It’s a truism that we no longer know what to do with death, that we skirt it as a source of discomfort and unease, as something extraneous to the business in which we’re so completely, so passionately engaged, that of living our own lives to the full. Death’s antithetical to life, and its enemy; it wipes us out of the picture in a way we’re not prepared to accept. We admire those people who skirmish with death and then return to tell us about it; we call them survivors. We fight for life, we beat disease; it’s all very martial and antagonistic and it’s hard now to imagine ourselves using a more consolatory language or, indeed, one that might recognise the redeeming nature of death, the idea of death as friend, not foe. There are signs of some gentler recognition. The current fondness for the word passing, which seems to have usurped the place of passing away as the euphemism of choice, recognises the need we still have to think of death as a gateway rather than an end. Because that’s how we’d like it. But it doesn’t ring true because so few of us can imagine beyond the gate. I wrote some weeks ago about H.G. Wells’ short story, The Door in the Wall, in which the other place is imagined in all its lushness and tranquillity. It’s a myth, of course, however much we might prefer it not to be. We know that nobody wants to pass, let alone die. It’s as though death had become the most unnatural thing of all, the one thing life can’t countenance.
But maybe this has always been true? Maybe it’s only wishful thinking that posits an age in which people looked calmly on death as the natural culmination of a life well-lived, rather than its brutal, definitively obtrusive denial. Maybe we’ve always raged and fought, and doubted, but had no cultural space in which to say it. Maybe we’ve always been so desperate to live we’d have done anything not to die.
Helen Garner‘s novel is about two women, old friends. The narrator, Helen, has offered her spare room to an old friend of hers, Nicola, for three weeks, while Nicola plans to take a course of alternative cancer treatment involving massive doses of Vitamin C and ‘cupping’. It’s immediately clear that Nicola is far worse than Helen expected and it isn’t long before Helen’s patience is stretched to the limit, not only because of the strain put on her by Nicola’s illness and the devastating effects of the cure, which is immense, but also by Nicola’s fervent belief in the course of treatment she’s undergoing, so obviously both life-threatening in itself and without a shred of medical evidence to support the claims the clinic is making. It’s quackery from start to finish, and Nicola’s refusal to accept this, because to accept it would be to accept death, soon drives a wedge between the two women. It’s a wedge that’s exacerbated by the special claims Nicola makes as fighter, as though her threatened life had an added value as a result. Her conviction that everyone should be contributing to her struggle – should be only too happy to to do so – is one of the most appalling things about her. What Helen wants, and what I, as a reader wanted, is for Nicola to give up, to acquiesce; to acknowledge that she has no choice but to die, and then to do it. It’s a book that has much to say about carer’s guilt, as Helen’s inadequacy and exhaustion – and fury – take over from anything more altruistic. Nicola has no capacity – or need – for empathy. Why should she? Everything centres on her. But it’s the failure of empathy in Helen that frightens most, as it should, because it’s what will happen to us all. It certainly frightens Helen, who says, at one point, ‘My heart was full of holes.’ Everything curves around death, like light around gravity; everything is less substantial, but that everything is all we have and know.

• **Stored data**:
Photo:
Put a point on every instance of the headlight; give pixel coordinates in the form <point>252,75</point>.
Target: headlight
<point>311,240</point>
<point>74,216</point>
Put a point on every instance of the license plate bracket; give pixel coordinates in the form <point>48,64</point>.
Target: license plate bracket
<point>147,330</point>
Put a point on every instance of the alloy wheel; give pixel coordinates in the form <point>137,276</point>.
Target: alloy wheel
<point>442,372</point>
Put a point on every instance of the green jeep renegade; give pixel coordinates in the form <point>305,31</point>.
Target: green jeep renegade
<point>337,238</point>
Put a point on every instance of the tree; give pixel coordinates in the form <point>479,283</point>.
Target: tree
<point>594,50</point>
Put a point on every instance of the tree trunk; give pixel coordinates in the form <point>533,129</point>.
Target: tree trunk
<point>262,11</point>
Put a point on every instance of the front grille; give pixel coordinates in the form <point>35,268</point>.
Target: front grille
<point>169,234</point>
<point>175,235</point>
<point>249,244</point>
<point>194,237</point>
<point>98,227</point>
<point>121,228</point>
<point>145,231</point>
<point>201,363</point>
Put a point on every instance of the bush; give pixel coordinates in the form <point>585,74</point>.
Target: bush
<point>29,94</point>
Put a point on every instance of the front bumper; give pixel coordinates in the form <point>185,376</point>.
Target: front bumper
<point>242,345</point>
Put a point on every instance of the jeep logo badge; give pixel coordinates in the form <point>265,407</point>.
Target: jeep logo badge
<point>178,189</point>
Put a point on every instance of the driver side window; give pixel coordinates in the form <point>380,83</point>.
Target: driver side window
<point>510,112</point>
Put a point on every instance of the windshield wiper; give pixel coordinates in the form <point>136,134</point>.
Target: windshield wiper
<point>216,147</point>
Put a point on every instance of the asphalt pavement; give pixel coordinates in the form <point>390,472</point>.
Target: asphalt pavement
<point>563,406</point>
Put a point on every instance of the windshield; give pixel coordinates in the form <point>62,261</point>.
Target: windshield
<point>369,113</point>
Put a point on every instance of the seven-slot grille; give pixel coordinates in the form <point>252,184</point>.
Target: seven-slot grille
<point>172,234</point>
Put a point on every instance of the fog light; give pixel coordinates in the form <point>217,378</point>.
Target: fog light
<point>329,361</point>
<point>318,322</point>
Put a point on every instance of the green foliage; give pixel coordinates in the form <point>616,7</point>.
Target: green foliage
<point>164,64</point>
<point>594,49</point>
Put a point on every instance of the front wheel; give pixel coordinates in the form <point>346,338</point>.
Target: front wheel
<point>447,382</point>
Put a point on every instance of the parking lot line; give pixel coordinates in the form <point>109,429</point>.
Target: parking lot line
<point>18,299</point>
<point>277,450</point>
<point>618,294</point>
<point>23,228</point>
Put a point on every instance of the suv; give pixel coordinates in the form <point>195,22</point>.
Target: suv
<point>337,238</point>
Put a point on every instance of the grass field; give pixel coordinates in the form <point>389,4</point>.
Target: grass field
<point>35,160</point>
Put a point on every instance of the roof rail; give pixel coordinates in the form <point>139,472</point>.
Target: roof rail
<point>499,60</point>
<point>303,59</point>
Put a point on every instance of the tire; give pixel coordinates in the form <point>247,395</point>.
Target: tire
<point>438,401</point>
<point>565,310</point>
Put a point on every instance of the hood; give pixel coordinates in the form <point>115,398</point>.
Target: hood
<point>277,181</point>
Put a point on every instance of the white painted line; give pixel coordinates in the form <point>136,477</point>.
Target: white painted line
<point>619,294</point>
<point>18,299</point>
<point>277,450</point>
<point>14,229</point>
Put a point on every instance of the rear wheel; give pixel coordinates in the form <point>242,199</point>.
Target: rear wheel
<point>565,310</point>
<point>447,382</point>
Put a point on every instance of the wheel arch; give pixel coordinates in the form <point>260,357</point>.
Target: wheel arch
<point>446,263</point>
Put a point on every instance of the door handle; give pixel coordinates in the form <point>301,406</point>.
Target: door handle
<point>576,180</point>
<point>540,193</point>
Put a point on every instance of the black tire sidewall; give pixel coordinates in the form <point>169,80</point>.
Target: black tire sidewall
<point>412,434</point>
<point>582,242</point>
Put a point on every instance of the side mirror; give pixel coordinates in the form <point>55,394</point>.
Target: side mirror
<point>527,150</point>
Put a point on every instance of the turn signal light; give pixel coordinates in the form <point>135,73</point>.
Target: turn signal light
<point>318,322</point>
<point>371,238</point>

• **Required work**:
(1) In the piece on death and Helen Garner's novel, for how long does Helen offer her spare room to Nicola?
(2) Write the next part of the piece on death and Helen Garner's novel, continuing after its final sentence.

• **Answers for this exercise**:
(1) Three weeks.

(2)
At the heart of the book is selfishness: the situations in which we allow it to ourselves and others. We tend to grant the dying more leeway in these matters, perhaps because we have a sense of the future they’re forbidden; to behave otherwise seems churlish. But Nicola’s selfishness expects to be given that same leeway despite her refusal to die. It’s as though she were making claim on a reserve of understanding that’s been intended for something else, something fatal. Lying to herself, and others, she seems to forfeit her right to have the world revolve around her, and this is what Helen can’t handle. Her brutality, as she sees it, is in direct response to the brutality of Nicola’s blinding, desperate egotism.
The book pulls away at the last, and a sort of dignity is achieved that casts a gentler light on the harsh truths that precede it. But the force of the book comes from those truths, unpalatable but cleansing. DH Lawrence once said that sentiment ‘does dirt on life’; in this novel, Garner strips that dirt away.